§ **The request**: In the rows below, change "structure chart" to "layout diagram" wherever it occurs and leave everything else as it is.

§ **Dataset records**:
______

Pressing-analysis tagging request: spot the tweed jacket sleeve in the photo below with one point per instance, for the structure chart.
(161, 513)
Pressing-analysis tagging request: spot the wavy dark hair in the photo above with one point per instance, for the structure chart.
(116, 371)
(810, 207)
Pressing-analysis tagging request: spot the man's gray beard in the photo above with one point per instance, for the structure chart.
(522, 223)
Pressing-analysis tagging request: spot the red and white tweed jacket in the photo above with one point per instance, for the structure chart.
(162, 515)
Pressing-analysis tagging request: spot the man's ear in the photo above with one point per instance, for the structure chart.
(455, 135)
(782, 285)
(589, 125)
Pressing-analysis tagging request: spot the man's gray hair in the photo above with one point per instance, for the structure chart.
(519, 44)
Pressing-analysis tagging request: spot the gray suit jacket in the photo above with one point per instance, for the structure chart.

______

§ **Task solution**:
Pressing-analysis tagging request: spot the tweed jacket sleeve in the photo below with one point per instance, for the layout diagram.
(161, 513)
Pressing-analysis tagging request: spot the wavy dark hair in the photo above with one point per instance, for the layout diagram.
(116, 371)
(810, 207)
Pressing-analysis tagging request: spot the man's gray beard in the photo above with one point per instance, for the layout diagram.
(522, 223)
Pressing-analysis tagging request: spot the red and white tweed jacket in the photo above with one point per instance, for the layout diagram.
(162, 515)
Pressing-analysis tagging request: spot the man's ear in the photo above with one point per instance, for the layout diagram.
(455, 135)
(782, 285)
(589, 125)
Pressing-analysis tagging request: spot the man's gray hair in the photo above with one point per instance, for the layout diagram.
(519, 44)
Pressing-analysis tagging request: spot the gray suit jacket in the photo above with one point per instance, for the layout diagram.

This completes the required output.